TASK DIRECTIONS: Begin at the top of the listing below. Write each line out exactly, ending with the line that holds "output: one JSON".

========================================

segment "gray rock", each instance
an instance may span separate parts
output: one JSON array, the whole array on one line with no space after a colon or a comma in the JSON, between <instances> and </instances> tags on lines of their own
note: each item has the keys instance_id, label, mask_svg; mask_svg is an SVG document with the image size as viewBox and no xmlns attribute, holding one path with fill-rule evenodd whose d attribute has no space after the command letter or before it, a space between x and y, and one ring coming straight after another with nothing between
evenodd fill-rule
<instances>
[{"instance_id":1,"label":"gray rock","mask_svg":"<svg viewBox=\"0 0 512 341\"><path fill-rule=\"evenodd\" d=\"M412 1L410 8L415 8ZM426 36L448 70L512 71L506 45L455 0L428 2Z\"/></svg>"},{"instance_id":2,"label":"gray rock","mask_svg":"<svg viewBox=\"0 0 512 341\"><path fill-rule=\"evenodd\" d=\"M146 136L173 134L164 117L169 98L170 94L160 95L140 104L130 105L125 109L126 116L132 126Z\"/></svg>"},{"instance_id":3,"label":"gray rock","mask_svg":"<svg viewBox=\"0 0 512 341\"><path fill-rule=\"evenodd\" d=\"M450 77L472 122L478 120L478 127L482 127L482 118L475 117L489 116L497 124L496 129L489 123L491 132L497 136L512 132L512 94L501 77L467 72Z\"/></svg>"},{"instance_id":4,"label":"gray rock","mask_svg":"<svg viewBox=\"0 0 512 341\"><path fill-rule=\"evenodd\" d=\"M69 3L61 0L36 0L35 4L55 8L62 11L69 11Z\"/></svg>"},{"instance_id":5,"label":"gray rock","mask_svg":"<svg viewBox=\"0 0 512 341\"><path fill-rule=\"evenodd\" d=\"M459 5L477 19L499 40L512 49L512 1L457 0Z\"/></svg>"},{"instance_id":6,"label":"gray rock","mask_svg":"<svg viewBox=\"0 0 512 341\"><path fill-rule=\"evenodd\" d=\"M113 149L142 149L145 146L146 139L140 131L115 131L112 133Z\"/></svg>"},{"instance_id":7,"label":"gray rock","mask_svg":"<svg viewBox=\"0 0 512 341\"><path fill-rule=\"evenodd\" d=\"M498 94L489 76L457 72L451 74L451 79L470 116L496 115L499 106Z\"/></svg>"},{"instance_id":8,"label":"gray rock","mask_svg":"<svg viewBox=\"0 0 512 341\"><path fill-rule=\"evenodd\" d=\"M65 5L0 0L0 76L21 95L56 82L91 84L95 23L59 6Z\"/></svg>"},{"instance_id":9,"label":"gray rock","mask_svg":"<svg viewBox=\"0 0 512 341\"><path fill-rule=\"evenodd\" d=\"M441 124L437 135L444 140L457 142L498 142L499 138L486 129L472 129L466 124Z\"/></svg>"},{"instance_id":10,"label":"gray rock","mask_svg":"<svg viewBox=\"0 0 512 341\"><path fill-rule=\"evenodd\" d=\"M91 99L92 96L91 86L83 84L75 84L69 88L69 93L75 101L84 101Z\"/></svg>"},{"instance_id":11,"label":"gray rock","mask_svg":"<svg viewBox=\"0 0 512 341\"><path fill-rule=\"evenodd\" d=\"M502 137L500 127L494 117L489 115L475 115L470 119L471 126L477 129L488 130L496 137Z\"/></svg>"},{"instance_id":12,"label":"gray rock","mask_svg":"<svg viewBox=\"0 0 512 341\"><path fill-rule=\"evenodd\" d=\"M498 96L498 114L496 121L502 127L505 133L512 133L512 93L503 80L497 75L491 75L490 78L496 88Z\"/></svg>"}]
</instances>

========================================

RESULT:
segment "gray rock", each instance
an instance may span separate parts
output: one JSON array, the whole array on one line with no space after a colon or a comma in the JSON, between <instances> and </instances> tags on lines of their own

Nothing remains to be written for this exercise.